* Page excerpt:

III. Default Judgment on the Complaint

On January 28, 2008, the trial court held a mandatory settlement conference and final status conference on Levis complaint. Williams failed to appear. As a sanction for his nonappearance, the trial court struck his answer and entered his default on January 28, 2008. (Code Civ. Proc., § 575.2, subd. (a) [answer may be stricken and default judgment may be entered for failure to comply with court rules].)

The trial court set the matter for a default prove-up hearing at which Williams again failed to appear. On March 7, 2008, based on the testimony and documents presented by Levi at the default prove-up hearing, the trial court entered a default judgment that granted the following relief: (1) title to the condominium was quieted in favor of Levi and against Polpantu and Williams; (2) the quitclaim deed from Polpantu to Williams was cancelled and removed from the real property records; (3) the lis pendens recorded by Williams against the property was expunged; (4) record title to the property was perfected in favor of Levi; (5) Levi was awarded $256,639.12 in damages against Polpantu and Williams, jointly and severally, consisting of $30,550 in lost rents, $44,400.91 for waste, and $181,688.21 in lost profits; and (6) Levi was awarded costs and postjudgment interest.

Williams filed a timely notice of appeal from the judgment.

* Task data:
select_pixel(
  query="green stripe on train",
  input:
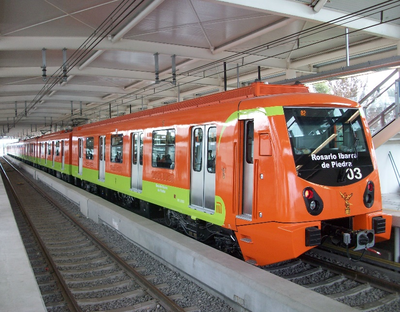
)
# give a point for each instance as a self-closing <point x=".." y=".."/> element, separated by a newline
<point x="164" y="195"/>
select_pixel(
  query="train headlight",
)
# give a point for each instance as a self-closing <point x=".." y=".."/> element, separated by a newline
<point x="313" y="202"/>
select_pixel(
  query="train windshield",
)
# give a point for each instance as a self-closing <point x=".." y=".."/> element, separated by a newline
<point x="328" y="145"/>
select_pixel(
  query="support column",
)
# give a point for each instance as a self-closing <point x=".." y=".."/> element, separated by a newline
<point x="290" y="74"/>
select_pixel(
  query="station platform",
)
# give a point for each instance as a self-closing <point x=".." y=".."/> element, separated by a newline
<point x="244" y="285"/>
<point x="19" y="290"/>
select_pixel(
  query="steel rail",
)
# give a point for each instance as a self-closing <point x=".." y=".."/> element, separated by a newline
<point x="63" y="287"/>
<point x="360" y="277"/>
<point x="164" y="300"/>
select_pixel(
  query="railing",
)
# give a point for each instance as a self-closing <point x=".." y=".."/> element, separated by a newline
<point x="394" y="166"/>
<point x="381" y="105"/>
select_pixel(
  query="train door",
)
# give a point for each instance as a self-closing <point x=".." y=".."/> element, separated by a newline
<point x="248" y="168"/>
<point x="202" y="179"/>
<point x="62" y="155"/>
<point x="80" y="156"/>
<point x="137" y="161"/>
<point x="45" y="153"/>
<point x="102" y="158"/>
<point x="52" y="153"/>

* To do:
• 1. Change "lost rents" to "unpaid rent" in the court passage, between "The trial court set" and "and postjudgment interest.", inclusive.
• 2. How many lines in the rows contain the string "train"? Reply with the number alone.
The rows have no connection to the court passage.

* The responses:
• 1.
The trial court set the matter for a default prove-up hearing at which Williams again failed to appear. On March 7, 2008, based on the testimony and documents presented by Levi at the default prove-up hearing, the trial court entered a default judgment that granted the following relief: (1) title to the condominium was quieted in favor of Levi and against Polpantu and Williams; (2) the quitclaim deed from Polpantu to Williams was cancelled and removed from the real property records; (3) the lis pendens recorded by Williams against the property was expunged; (4) record title to the property was perfected in favor of Levi; (5) Levi was awarded $256,639.12 in damages against Polpantu and Williams, jointly and severally, consisting of $30,550 in unpaid rent, $44,400.91 for waste, and $181,688.21 in lost profits; and (6) Levi was awarded costs and postjudgment interest.

• 2. 4